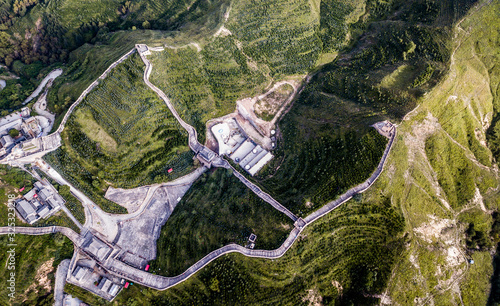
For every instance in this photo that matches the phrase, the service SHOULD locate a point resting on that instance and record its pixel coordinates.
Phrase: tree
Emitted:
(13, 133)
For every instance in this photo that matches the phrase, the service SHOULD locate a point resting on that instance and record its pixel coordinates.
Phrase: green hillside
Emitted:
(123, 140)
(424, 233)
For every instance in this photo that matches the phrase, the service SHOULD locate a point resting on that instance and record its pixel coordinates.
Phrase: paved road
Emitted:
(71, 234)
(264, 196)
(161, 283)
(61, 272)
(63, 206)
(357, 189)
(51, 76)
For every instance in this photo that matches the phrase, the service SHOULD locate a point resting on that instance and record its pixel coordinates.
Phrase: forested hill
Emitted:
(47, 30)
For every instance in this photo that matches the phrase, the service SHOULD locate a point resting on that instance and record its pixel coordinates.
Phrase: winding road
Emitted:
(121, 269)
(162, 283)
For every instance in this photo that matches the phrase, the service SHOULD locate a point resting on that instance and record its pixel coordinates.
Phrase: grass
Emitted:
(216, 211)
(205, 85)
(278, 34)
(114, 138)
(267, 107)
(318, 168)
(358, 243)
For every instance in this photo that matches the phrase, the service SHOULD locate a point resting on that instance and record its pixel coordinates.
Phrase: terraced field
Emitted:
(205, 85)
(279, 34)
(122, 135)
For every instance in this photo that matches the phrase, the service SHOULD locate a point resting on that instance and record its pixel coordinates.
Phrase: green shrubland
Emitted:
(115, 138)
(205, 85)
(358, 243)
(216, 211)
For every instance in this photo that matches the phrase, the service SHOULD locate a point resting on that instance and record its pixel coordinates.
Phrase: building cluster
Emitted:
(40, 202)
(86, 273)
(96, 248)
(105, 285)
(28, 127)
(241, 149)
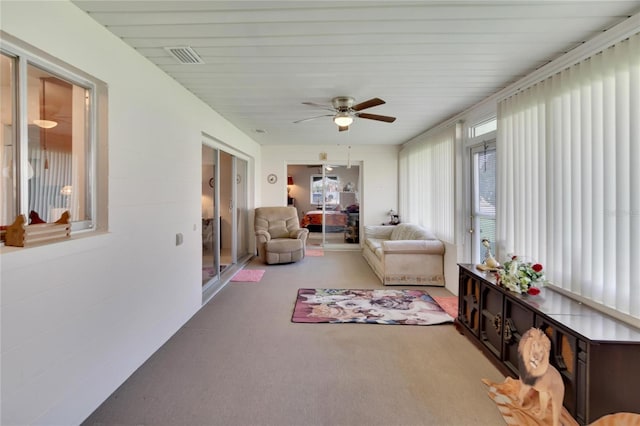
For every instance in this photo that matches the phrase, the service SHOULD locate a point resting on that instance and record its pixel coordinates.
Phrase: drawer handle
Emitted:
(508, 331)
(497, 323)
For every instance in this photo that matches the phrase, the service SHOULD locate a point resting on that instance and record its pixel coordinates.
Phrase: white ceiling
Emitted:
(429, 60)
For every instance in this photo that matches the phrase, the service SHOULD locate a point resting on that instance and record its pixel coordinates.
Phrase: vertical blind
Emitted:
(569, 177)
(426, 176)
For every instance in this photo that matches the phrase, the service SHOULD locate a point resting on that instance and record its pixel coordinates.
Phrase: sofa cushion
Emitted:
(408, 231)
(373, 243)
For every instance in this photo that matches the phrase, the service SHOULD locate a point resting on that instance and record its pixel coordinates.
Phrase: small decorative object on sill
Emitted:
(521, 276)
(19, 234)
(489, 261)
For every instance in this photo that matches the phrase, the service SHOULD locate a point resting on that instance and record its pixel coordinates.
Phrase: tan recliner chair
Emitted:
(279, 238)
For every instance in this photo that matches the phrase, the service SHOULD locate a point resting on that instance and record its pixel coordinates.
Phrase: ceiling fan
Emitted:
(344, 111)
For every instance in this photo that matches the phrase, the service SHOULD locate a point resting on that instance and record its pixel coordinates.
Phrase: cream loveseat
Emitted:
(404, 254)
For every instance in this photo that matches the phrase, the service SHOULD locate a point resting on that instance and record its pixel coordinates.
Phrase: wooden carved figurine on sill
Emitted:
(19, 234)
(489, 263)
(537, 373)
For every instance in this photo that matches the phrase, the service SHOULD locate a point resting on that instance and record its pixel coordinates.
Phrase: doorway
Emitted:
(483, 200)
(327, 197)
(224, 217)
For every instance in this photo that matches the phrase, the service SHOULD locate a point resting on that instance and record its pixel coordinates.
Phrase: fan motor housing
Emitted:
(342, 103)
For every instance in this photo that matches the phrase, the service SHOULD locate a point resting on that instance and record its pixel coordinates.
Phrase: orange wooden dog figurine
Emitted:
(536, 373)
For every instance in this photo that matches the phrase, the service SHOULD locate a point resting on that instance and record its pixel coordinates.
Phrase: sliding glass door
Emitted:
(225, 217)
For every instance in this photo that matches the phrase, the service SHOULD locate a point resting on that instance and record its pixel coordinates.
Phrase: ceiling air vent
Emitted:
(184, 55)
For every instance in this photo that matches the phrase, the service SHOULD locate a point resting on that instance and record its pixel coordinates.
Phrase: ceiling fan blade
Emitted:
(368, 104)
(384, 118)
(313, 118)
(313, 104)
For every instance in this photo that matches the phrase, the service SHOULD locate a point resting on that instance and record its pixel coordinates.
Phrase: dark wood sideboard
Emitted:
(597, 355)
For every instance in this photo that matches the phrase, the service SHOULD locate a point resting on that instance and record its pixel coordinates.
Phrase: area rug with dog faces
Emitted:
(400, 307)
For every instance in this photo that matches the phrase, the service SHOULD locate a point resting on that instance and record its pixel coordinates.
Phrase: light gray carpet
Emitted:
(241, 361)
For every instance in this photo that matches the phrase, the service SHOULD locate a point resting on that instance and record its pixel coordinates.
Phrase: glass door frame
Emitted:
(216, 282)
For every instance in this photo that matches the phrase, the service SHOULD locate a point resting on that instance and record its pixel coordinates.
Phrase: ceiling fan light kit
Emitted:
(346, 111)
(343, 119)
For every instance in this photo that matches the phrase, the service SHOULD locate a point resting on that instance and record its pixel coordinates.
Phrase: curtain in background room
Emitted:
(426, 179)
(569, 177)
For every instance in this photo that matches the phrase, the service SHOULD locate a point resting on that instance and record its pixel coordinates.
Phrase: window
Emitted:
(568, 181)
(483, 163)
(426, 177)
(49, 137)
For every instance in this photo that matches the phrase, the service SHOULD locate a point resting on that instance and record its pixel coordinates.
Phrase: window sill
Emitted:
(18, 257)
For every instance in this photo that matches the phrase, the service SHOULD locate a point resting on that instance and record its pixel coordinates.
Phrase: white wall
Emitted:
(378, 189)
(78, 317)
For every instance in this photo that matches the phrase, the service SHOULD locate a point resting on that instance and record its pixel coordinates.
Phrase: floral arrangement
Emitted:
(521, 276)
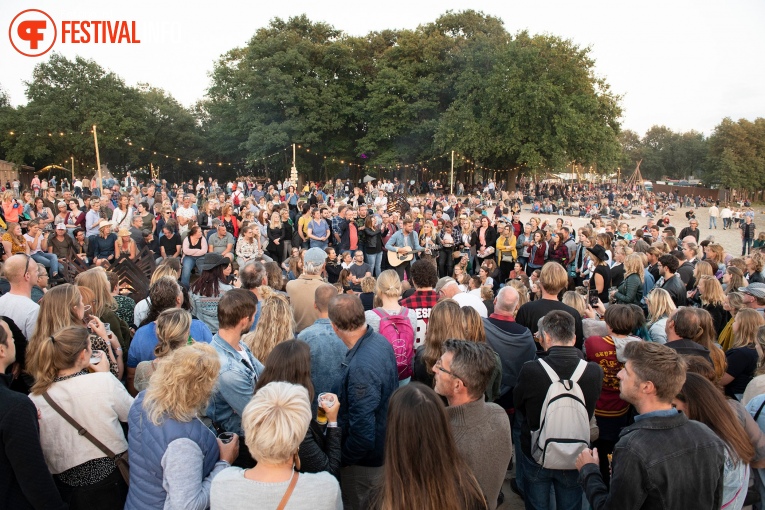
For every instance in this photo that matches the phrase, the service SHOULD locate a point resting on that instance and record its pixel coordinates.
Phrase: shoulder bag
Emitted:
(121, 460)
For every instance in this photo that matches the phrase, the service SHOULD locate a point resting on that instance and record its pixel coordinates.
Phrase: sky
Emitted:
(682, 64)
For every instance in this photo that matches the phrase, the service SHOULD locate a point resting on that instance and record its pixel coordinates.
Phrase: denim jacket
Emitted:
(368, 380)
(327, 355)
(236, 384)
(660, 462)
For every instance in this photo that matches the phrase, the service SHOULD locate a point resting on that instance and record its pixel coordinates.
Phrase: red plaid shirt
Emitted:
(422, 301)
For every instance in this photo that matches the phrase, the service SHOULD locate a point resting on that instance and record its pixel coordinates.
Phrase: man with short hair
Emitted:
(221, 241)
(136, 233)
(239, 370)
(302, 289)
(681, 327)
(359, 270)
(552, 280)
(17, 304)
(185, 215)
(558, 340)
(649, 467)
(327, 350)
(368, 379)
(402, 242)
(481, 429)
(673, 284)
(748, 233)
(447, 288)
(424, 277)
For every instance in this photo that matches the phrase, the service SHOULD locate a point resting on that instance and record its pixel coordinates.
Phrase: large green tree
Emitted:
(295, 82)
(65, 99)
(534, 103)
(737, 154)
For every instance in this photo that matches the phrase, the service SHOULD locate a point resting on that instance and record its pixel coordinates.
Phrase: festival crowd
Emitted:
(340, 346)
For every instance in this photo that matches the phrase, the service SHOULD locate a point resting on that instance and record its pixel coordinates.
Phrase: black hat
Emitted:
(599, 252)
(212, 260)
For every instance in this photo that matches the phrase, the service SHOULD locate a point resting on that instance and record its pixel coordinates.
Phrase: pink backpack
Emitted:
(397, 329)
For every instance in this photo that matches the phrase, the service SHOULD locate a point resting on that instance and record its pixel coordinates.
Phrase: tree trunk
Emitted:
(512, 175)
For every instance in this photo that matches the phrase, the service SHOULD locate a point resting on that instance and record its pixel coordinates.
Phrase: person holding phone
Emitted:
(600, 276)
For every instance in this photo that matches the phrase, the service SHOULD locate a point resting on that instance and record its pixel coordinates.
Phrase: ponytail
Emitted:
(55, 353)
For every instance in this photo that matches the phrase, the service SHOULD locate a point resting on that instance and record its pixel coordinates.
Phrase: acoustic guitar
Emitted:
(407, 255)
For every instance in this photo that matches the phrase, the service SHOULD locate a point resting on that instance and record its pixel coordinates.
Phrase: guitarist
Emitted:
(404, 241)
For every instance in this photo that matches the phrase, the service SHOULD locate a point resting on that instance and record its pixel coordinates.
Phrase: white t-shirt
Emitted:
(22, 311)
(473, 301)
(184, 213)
::::
Pull out every line of the rows above that contains the string "with". Case counts.

Phrase: area rug with dog faces
Phrase: man with short hair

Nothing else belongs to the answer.